Instruction: In the data below, rewrite everything from the line containing "Question. Place one point on every instance of the white" down to the line containing "Target: white cloud", both included, as a numbered list with any blank lines left out.

————————

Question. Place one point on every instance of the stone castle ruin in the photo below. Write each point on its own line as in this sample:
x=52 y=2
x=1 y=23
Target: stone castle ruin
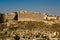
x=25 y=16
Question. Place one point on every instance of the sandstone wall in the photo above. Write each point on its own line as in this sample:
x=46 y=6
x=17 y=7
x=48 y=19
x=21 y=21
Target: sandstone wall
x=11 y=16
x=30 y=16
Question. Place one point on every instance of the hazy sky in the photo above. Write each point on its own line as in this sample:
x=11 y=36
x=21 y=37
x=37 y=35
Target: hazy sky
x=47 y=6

————————

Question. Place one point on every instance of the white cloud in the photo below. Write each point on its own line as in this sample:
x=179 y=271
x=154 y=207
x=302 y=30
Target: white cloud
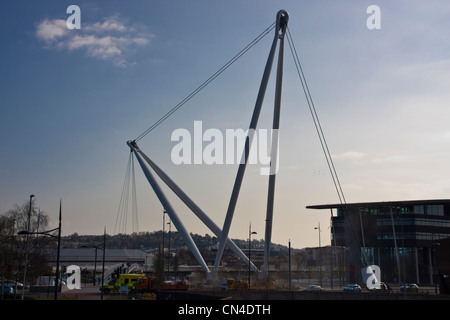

————————

Answer:
1. Question. Place one point on every instance of the white cloud in the photo below. Write each point on its own line as in this sample:
2. x=179 y=271
3. x=154 y=207
4. x=302 y=30
5. Target: white cloud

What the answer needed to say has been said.